▶ Passage to read:
--- BEGIN ---
Print

Print


Jacek,

Thanks for your answer. I will let Fabrice and Osman to deal with this. 
I guess that Fabrice knows how to run the partitioner but he may have 
some specific questions.

Dominique
Le 13/01/2014 11:54, Jacek Becla a écrit :
> Dominique
>
> I think the best would be to break the largest tables into
> a reasonably small number of smaller tables (say 16, that
> should put the table sizes back into the regime where things
> are working reasonably fast.). I think writing a trivial
> python script to do that would be easier than going through
> partitioner. But indeed, if it is experimental, we could
> run it by the partitioner. Would you like the instructions
> how to use the partitioner, or will you be trying to divide
> the largest tables through a simple python script first?
>
> Jacek
>
>
>
>
>
> On 01/13/2014 10:36 AM, Dominique Boutigny wrote:
>> Hi Jacek,
>>
>> As far as I understand there is no unsolved issues with the standard
>> (non qserv) procedure, it is just awfully (and at the limit of the
>> usability) long. The idea here was to try qserv partitioning to see if
>> it is improving the performances for the ingestion step as well as for
>> the user access.
>> There are no issues with the Data Challenge, as IN2P3 already fulfilled
>> its commitment with LSST, the goal is to explore this partitioning
>> functionality on a single MySQL node.
>>
>> Dominique
>>
>> Le 13/01/2014 10:22, Jacek Becla a écrit :
>>> Fabrice
>>>
>>> It'd be better to not pull Qserv into any Data Challenges yet.
>>>
>>> Is there an issue with using the merge engine? If we use
>>> partitioner to just break data into separate tables, we can
>>> do that easily without partitioner, and if we start using the
>>> advanced features like overlap, it will quickly get out of hand.
>>>
>>> Can Osman send more specific information what is not working?
>>> As I said earlier, I have not heard about any issues since I
>>> exchanged emails with him on Dec 11 (which I just forwarded
>>> to you).
>>>
>>> Jacek
>>>
>>>
>>>
>>> On 01/13/2014 09:53 AM, Fabrice Jammes wrote:
>>>> Hello,
>>>>
>>>> Osman Aidel, a CC-IN2P3 expert in databases administration, try
>>>> currently to load in MySQL the 3TB dataset produced during last data
>>>> challenge.
--- END ---
▶ Set task: Decide whether each statement below agrees with the email thread above. Answer yes or no and quote the deciding words of the thread. 1. Jacek suggests splitting the largest tables into about 16 smaller tables. 2. Dominique says IN2P3 has not yet met its commitment with LSST. 3. Osman is trying to load a 3TB dataset into MySQL.

▶ Provided data:
--- BEGIN ---
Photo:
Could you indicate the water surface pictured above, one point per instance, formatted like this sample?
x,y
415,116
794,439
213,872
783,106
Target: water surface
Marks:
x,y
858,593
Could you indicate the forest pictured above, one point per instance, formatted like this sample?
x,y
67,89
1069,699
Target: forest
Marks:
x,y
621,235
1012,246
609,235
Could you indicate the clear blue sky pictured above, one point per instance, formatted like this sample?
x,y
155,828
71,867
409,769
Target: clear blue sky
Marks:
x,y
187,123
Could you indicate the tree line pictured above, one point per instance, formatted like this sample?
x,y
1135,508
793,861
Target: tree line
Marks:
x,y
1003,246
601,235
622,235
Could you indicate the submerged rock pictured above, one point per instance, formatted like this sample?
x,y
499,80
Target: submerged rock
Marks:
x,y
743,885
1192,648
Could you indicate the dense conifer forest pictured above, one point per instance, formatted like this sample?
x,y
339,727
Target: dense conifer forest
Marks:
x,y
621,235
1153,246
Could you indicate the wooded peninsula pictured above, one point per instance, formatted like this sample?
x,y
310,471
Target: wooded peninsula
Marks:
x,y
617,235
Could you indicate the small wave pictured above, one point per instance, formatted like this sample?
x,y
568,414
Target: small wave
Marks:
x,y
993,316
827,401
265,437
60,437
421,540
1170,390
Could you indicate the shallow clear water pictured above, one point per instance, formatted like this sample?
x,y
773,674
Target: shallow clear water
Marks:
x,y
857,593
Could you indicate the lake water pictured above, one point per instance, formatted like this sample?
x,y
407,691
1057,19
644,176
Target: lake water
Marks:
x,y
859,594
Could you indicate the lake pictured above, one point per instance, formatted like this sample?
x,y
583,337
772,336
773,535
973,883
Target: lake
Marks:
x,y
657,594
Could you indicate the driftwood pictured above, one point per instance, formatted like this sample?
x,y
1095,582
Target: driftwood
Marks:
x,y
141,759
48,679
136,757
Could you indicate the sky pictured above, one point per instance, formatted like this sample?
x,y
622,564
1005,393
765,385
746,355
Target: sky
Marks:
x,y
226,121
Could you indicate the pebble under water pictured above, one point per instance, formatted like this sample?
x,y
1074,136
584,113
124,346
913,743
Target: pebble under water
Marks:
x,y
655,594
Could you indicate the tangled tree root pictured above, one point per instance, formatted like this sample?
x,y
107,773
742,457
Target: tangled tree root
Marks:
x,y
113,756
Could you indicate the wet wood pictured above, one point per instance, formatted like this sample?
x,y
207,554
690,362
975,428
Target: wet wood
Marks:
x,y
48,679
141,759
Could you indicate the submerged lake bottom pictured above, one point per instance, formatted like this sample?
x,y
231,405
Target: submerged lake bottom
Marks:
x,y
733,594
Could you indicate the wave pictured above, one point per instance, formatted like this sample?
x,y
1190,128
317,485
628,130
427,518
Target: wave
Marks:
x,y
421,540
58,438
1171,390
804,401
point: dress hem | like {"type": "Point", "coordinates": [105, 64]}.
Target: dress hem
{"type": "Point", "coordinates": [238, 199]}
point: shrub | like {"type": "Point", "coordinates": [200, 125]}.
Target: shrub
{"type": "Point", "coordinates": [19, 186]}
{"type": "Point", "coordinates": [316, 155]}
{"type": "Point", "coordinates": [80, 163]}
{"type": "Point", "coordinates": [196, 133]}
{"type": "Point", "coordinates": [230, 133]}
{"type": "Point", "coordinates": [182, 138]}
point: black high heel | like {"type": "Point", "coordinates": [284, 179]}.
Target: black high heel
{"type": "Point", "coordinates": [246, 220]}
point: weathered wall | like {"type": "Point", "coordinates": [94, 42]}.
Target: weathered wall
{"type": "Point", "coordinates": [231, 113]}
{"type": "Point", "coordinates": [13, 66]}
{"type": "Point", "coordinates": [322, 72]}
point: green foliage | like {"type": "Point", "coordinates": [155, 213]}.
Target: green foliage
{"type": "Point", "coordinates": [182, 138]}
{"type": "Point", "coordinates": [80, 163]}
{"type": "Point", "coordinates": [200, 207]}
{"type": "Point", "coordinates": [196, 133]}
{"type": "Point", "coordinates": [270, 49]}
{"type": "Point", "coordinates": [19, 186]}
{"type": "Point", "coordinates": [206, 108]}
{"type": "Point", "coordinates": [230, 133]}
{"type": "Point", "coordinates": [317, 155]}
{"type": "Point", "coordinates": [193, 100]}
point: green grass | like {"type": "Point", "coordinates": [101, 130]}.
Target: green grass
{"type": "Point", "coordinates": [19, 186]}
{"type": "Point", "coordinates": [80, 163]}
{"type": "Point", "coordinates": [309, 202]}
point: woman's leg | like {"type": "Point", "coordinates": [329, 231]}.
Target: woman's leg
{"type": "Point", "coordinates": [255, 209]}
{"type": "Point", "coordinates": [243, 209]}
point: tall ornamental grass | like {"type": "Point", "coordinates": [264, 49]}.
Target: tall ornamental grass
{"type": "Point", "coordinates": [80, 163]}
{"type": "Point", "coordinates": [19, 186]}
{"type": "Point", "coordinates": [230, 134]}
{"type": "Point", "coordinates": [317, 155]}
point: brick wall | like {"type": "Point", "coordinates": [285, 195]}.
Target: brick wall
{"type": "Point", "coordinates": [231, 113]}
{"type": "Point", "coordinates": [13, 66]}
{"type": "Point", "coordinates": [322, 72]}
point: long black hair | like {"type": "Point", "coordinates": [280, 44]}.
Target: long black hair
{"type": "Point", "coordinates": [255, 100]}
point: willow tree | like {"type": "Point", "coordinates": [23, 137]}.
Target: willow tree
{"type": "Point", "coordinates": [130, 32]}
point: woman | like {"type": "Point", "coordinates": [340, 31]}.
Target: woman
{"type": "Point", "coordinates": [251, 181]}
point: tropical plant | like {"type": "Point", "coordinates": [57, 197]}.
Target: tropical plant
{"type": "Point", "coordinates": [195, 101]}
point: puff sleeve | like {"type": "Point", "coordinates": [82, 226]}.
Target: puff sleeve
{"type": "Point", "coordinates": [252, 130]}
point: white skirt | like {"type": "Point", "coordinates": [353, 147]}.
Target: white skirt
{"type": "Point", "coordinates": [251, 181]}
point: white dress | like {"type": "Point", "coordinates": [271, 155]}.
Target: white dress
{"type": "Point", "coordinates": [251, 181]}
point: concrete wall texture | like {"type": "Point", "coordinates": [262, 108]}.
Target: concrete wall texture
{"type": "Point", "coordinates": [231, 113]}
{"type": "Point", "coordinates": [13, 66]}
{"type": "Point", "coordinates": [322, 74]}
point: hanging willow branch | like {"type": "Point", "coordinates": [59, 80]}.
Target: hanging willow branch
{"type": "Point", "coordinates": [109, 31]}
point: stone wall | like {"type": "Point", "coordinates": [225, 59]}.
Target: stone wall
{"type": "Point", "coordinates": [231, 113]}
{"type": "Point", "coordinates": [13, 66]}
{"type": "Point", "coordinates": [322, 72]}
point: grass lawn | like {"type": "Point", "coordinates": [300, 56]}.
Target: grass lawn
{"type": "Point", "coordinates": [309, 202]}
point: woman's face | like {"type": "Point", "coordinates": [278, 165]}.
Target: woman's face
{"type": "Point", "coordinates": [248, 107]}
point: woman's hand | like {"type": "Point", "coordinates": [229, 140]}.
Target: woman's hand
--- END ---
▶ Reply:
1. Yes: "a reasonably small number of smaller tables (say 16"
2. No: "as IN2P3 already fulfilled"
3. Yes: "the 3TB dataset"